| DATA PROVIDED |
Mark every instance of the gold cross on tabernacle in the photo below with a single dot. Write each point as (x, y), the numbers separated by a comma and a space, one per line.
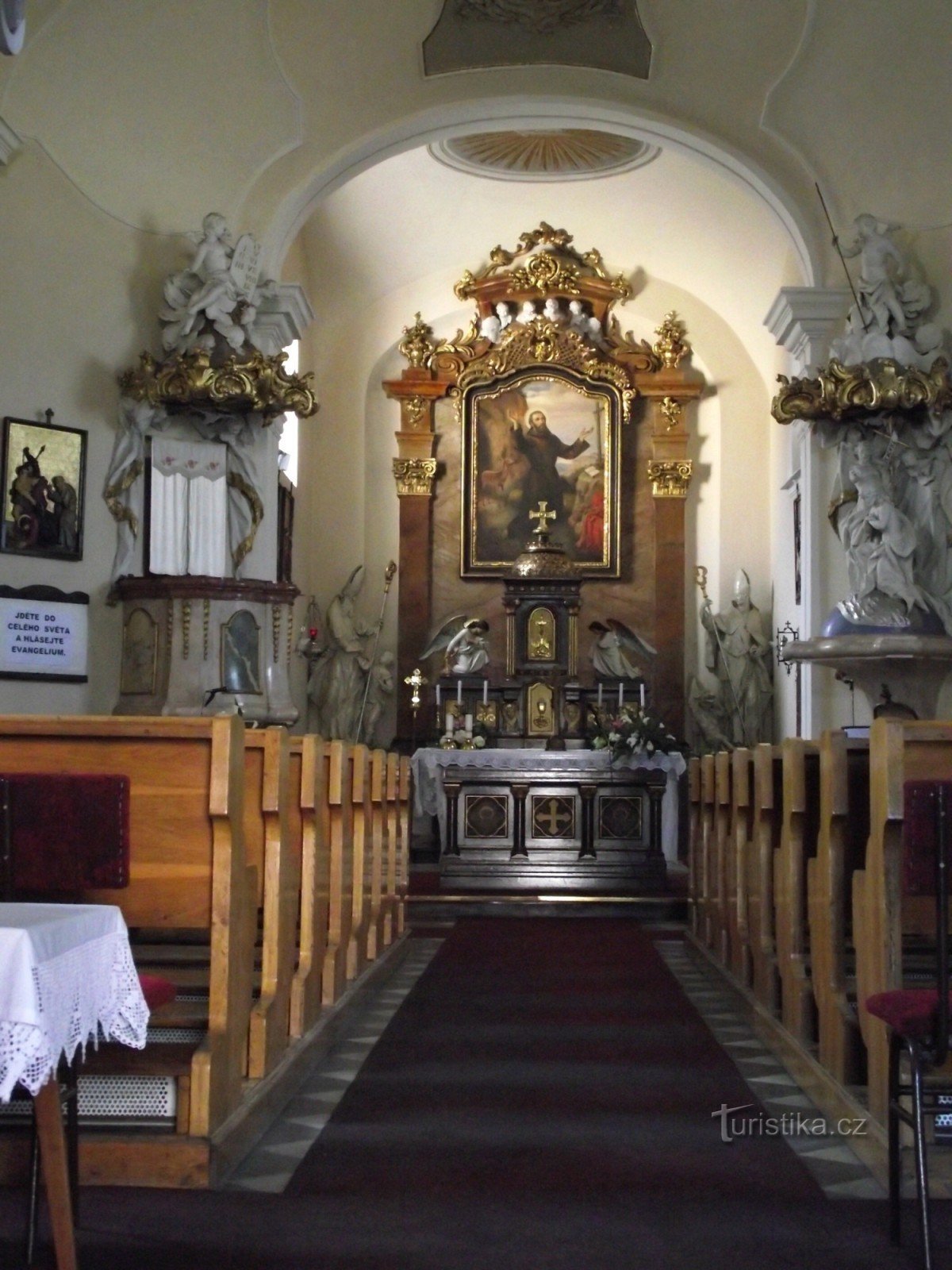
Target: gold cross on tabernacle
(543, 516)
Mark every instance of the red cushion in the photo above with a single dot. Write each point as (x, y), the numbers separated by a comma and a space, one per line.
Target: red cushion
(908, 1011)
(158, 992)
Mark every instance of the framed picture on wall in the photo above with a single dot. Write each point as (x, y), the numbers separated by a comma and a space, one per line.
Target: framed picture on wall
(44, 470)
(541, 436)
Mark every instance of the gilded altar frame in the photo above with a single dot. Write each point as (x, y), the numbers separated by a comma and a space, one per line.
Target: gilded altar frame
(513, 460)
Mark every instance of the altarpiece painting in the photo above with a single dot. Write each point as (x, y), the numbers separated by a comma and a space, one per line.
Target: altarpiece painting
(543, 437)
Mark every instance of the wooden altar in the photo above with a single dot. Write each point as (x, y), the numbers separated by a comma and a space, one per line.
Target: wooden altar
(543, 399)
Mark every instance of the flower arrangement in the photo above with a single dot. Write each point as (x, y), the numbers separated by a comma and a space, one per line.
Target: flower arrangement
(631, 730)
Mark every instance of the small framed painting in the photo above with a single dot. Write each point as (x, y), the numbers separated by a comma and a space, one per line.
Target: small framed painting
(44, 469)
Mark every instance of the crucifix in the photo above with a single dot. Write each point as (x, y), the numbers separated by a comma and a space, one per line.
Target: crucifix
(543, 516)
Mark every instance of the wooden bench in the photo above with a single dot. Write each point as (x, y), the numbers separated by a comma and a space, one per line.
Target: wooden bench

| WHAT IS BEING ASKED |
Reproduce exactly every line between the line with "Mark every instance of the crucifix" and the last line of the records above, both included.

| ANSWER SECTION |
Mark every instance of the crucifix in the photo above with a single dot. Write each point as (x, y), the numbers separated by a comma and a space, one per line.
Target: crucifix
(543, 516)
Mark every instance of the wooden bench in the photo above with a single dot. Write each point as (x, y), the numbers separated by a comma and a space, one per line.
Target: wooden bench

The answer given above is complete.